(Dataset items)
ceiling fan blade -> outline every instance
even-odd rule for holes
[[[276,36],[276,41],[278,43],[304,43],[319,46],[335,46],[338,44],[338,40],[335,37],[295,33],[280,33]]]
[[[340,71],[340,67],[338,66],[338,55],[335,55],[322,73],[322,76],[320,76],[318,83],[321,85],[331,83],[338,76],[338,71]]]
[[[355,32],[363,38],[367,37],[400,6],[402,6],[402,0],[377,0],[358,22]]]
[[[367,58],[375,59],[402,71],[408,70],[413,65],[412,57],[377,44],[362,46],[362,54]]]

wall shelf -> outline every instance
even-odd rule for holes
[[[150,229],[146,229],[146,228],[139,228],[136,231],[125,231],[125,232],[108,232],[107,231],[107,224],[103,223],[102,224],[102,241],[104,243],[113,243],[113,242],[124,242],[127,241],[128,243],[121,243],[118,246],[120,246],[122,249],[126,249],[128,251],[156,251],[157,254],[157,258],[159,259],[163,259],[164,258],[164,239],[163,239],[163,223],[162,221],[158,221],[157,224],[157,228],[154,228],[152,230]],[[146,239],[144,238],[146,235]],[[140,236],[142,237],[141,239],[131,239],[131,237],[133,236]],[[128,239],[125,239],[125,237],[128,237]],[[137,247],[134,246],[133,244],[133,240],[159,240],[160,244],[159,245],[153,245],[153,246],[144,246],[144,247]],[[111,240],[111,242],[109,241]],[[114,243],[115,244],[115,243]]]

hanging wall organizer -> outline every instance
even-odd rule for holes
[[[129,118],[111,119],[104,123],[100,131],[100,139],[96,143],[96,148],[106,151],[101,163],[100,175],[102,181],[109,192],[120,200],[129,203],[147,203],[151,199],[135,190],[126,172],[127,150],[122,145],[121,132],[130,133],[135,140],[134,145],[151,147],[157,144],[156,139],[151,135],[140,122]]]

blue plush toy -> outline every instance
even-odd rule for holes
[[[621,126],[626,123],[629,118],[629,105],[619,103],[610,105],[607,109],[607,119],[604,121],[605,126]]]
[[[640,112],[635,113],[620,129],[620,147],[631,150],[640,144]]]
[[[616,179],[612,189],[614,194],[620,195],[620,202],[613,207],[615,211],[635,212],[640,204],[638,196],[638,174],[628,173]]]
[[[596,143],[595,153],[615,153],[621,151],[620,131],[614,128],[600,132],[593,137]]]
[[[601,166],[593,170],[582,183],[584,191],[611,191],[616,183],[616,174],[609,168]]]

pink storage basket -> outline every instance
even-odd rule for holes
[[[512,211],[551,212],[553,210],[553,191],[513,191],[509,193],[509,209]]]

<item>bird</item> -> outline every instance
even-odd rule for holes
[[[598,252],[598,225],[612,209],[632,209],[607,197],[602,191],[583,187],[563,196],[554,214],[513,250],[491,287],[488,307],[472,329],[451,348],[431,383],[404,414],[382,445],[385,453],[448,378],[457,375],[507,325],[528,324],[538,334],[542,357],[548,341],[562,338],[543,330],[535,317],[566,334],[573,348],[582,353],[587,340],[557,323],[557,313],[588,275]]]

| Task to carry out |
Where a line of the records has the string "every", return that line.

| Response |
ceiling fan blade -> outline every instance
wall shelf -> outline every instance
hanging wall organizer -> outline every instance
blue plush toy -> outline every instance
pink storage basket -> outline every instance
<item>bird</item> -> outline every instance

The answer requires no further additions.